Records from a collection:
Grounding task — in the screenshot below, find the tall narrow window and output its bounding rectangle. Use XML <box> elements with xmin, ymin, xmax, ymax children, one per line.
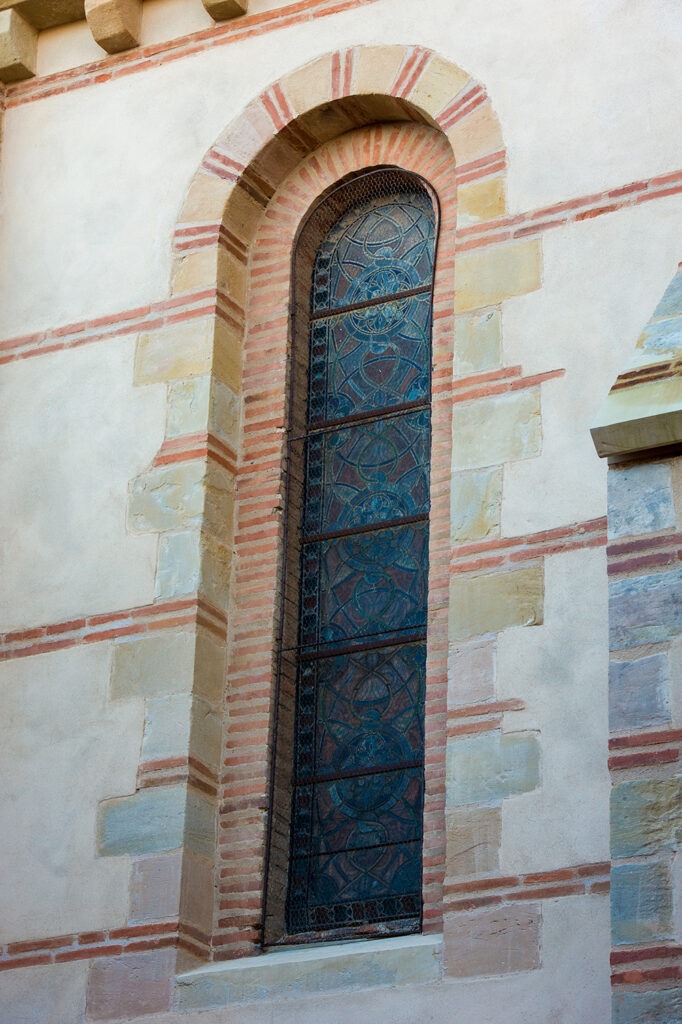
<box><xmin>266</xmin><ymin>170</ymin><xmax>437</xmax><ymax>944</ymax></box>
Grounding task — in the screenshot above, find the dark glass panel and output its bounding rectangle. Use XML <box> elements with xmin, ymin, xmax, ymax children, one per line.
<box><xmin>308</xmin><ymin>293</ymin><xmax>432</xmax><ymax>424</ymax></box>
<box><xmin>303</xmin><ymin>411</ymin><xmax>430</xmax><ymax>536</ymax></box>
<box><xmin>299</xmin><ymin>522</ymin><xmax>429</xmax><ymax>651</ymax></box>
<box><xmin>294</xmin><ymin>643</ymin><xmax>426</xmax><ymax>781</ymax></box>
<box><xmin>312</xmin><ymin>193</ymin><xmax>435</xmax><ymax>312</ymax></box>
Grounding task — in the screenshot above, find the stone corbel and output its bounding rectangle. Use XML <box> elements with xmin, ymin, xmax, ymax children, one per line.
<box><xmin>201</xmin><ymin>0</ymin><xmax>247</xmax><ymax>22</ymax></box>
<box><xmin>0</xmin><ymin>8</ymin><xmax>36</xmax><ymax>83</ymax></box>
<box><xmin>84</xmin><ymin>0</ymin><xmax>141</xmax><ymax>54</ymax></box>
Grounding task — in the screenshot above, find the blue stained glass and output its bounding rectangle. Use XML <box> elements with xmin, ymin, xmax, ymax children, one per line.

_WHAT TO PRODUCE_.
The answer must be an exact reproduction of the records, with every picture left out.

_REPLY TO THE TASK_.
Grounding task — in the screenshot below, find the tall narrow window and output its bounding rectangle. Use XML <box> elements with xmin, ymin, xmax, ymax children, one per line.
<box><xmin>266</xmin><ymin>170</ymin><xmax>437</xmax><ymax>944</ymax></box>
Grounding task — in the screenshot above, find the dark glass panel and output its bounding rectangle. Use XML <box> elements with xmin, ymin, xmax, ymax children, one per line.
<box><xmin>308</xmin><ymin>293</ymin><xmax>432</xmax><ymax>424</ymax></box>
<box><xmin>303</xmin><ymin>411</ymin><xmax>430</xmax><ymax>536</ymax></box>
<box><xmin>299</xmin><ymin>522</ymin><xmax>429</xmax><ymax>651</ymax></box>
<box><xmin>294</xmin><ymin>643</ymin><xmax>426</xmax><ymax>781</ymax></box>
<box><xmin>312</xmin><ymin>193</ymin><xmax>435</xmax><ymax>312</ymax></box>
Grounding task — in the screenshot above, find the stone corbel and output its bounding rectangle. Use XML <box> elements with xmin, ymin, xmax, ymax children, one per line.
<box><xmin>201</xmin><ymin>0</ymin><xmax>247</xmax><ymax>22</ymax></box>
<box><xmin>0</xmin><ymin>8</ymin><xmax>36</xmax><ymax>83</ymax></box>
<box><xmin>84</xmin><ymin>0</ymin><xmax>141</xmax><ymax>54</ymax></box>
Grounding task — in the screenshot above, find the blue stained glass and output its bounding rectangle. Use XML <box> elements with xmin, ymin, xmax, ymax children, one per line.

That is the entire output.